> **TEXT EXCERPT**

┌──

Registrar issues new Practice Note on Notification Requirements for Appointment or Removal of Directors

The Registrar of the Companies Commission of Malaysia (“Registrar”) issued Practice Note No. 9 of 2024 (“P.N. 9/2024”) to clarify the procedures and requirements relating to the notification of appointment or removal of directors under the Companies Act 2016 (“CA 2016”).
 
P.N. 9/2024 revokes Practice Note No. 16/2013 issued by the Registrar on 15 November 2013 in relation to the notification requirements relating to the appointment or removal of directors under the repealed Companies Act 19651.
 
Time frame for notification
 
Section 58(1) of the CA 2016 requires a company to notify the Registrar, inter alia, of the appointment or removal of a director within 14 days after: (a) the date of incorporation of the company; or (b) the date a person becomes or ceases to be a director of the company, as the case may be.
 
Signatories and supporting resolutions
 
The notification to be lodged with the Registrar in respect of the appointment or removal of a director shall comply with the provisions of paragraphs 6 to 8 of P.N. 9/2024.
 
Appointment of directors

In relation to the appointment of directors, paragraph 6(a) of P.N. 9/24 provides as follows:
 
i) The notification of appointment of a new director at a general meeting shall be accompanied by an extract of resolution passed at the general meeting of the company. The extract of resolution must be signed by at least one of the existing directors (other than the newly appointed director) and the existing secretary; and
 
ii) The notification of appointment of a new director to fill a casual vacancy or as an additional director of the company shall be accompanied by an extract of resolution of the board of directors. The extract of resolution must be signed by at least one of the existing directors (other than the newly appointed director) and the existing secretary.

Removal of directors
 
In relation to the removal of directors, paragraph 6(b) of P.N. 9/24 provides as follows:
 
i) The notification of removal of directors shall be accompanied by an extract of resolution passed at the general meeting of the company. The extract of resolution must be signed by a director at the time when the resolution was passed and by the secretary; and
 
ii) In the case of the removal of the whole of the board of directors, the extract of resolution of the general meeting must be signed by:
 
  • any one of the directors so removed or the secretary at the time when the resolution was passed; or

  • the newly appointed director and the secretary at the time when the resolution was passed; or

  • the newly appointed secretary at the time the resolution was passed.

└──

> **SUPPLIED INFORMATION**

┌──

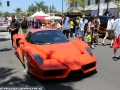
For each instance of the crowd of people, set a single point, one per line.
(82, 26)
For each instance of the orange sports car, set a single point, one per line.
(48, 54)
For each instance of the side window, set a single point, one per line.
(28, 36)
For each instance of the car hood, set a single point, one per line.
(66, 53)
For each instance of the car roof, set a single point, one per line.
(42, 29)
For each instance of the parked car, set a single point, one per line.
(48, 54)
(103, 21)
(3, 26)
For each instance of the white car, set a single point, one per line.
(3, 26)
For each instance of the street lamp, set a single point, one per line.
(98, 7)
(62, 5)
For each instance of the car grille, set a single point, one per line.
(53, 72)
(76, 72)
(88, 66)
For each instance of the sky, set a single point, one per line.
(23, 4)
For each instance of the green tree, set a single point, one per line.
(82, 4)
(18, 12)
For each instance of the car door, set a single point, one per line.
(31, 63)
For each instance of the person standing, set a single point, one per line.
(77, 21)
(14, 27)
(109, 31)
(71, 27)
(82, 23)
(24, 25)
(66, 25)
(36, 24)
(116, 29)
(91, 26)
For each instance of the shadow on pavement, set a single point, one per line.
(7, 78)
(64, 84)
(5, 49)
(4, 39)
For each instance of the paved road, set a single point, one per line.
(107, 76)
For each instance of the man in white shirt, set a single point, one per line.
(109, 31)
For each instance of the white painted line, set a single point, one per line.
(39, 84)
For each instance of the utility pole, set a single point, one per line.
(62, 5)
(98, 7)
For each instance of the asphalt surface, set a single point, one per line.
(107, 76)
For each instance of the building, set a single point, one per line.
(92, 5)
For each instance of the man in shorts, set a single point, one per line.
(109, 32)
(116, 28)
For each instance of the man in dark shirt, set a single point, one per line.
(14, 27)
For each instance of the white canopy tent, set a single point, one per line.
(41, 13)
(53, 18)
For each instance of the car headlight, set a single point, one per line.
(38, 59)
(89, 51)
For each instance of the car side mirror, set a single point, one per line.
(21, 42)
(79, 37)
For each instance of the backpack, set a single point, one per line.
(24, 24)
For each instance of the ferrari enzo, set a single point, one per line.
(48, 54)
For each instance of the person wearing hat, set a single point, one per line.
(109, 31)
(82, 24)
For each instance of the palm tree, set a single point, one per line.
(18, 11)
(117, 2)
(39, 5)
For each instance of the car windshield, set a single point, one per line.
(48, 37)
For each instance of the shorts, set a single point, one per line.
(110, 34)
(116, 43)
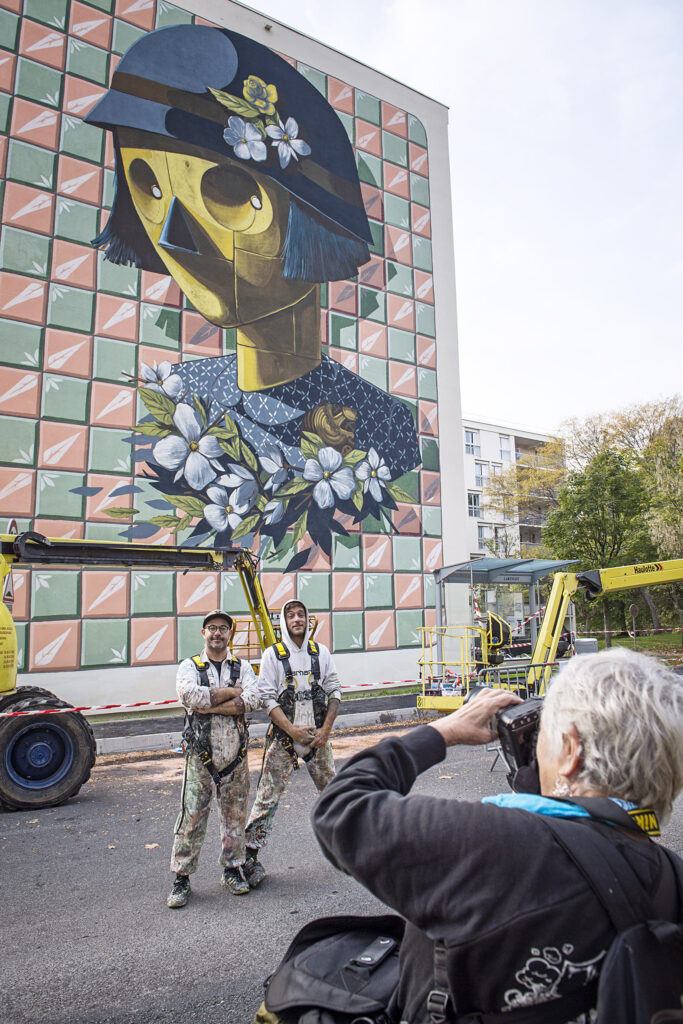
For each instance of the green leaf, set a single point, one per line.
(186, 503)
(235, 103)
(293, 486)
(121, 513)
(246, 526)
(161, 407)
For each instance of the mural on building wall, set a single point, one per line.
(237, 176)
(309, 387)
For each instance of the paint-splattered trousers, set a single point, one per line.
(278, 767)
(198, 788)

└──

> **WRITTEN INSTRUCTION 1**
Under the article on P.N. 9/2024, within how many days must a company notify the Registrar of a director's appointment or removal?
> **WRITTEN INSTRUCTION 2**
Translate this sentence from the article on P.N. 9/2024 into Spanish: "The extract of resolution must be signed by at least one of the existing directors (other than the newly appointed director) and the existing secretary."

> **COMPLETE RESPONSE 1**
Within 14 days.

> **COMPLETE RESPONSE 2**
El extracto de la resolución debe estar firmado por al menos uno de los directores existentes (distinto del director recién nombrado) y por el secretario existente.